__TEXT SEGMENT__:
On the other hand, it fortifies the serious warning illustrated by the passages cited above that the doctrine should only be invoked in clear cases in which the harm to the public is substantially incontestable, and does not depend upon the idiosyncratic inferences of a few judicial minds “.
Lord Thankerton summarised his view in the following terms, at p. 23:
” In the first place, there can be little question as to the proper function of the Courts, in questions of public policy. Their duty is to expound, and not to expand, such policy. This does not mean that they are precluded from applying all existing principle of public policy to a new set of circumstances, where such circumstances are clearly within the scope of the policy. Such a case might well arise in the case of safety of the State, for instance.
But no such case is suggested here. Further, the Courts must be watchful not to be influenced by their view of what the principle of public policy, or its limits, should be “.
Lord Wright, at p. 38, explains the two senses in which the words “public policy” are used:
“In one sense every rule of law, either common law or equity, which has been laid down by the Courts, in that course of judicial legislation which has evolved the law of this country, has been based on considerations of public interest or policy.
In that, sense Sir George Jessel, M. R., referred to the paramount public policy that people should fulfil their contracts. But public policy in the narrower sense means that there are considerations of public interest which require the Courts to depart from their primary function of enforcing contracts, and exceptionally to refuse to enforce them. Public policy in this sense is disabling.

__GIVEN RECORDS__:

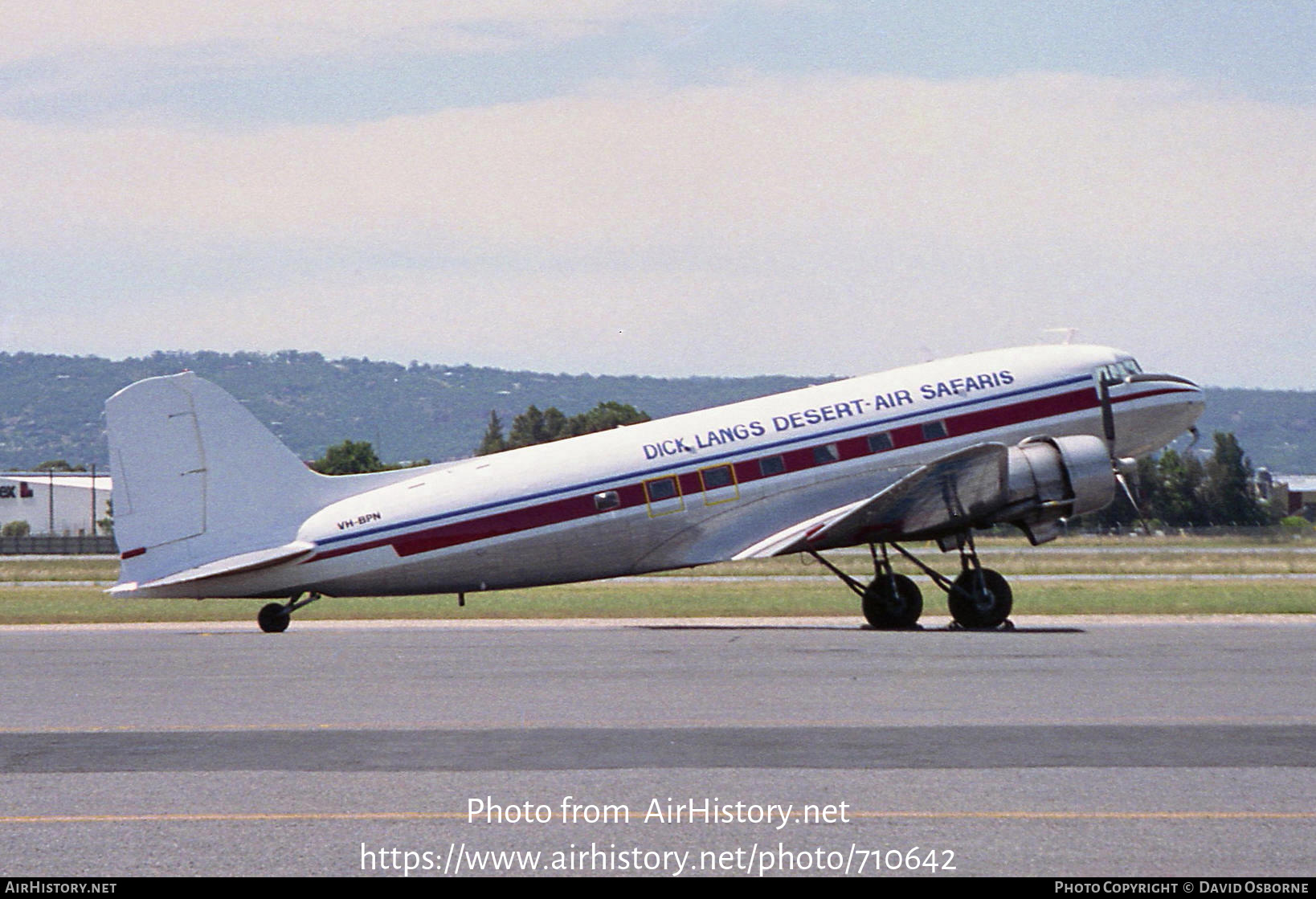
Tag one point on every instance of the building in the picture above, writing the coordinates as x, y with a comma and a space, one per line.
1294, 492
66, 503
--
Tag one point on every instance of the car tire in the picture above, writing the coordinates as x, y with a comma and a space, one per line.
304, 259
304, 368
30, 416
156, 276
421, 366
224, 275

__YOUR INSTRUCTIONS__:
Reproduce the part of the public policy passage above that begins with "In that, sense" and ends with "sense is disabling.", substituting "agreements" for "contracts" each time it occurs.

__RESPONSE FOR THIS EXERCISE__:
In that, sense Sir George Jessel, M. R., referred to the paramount public policy that people should fulfil their agreements. But public policy in the narrower sense means that there are considerations of public interest which require the Courts to depart from their primary function of enforcing agreements, and exceptionally to refuse to enforce them. Public policy in this sense is disabling.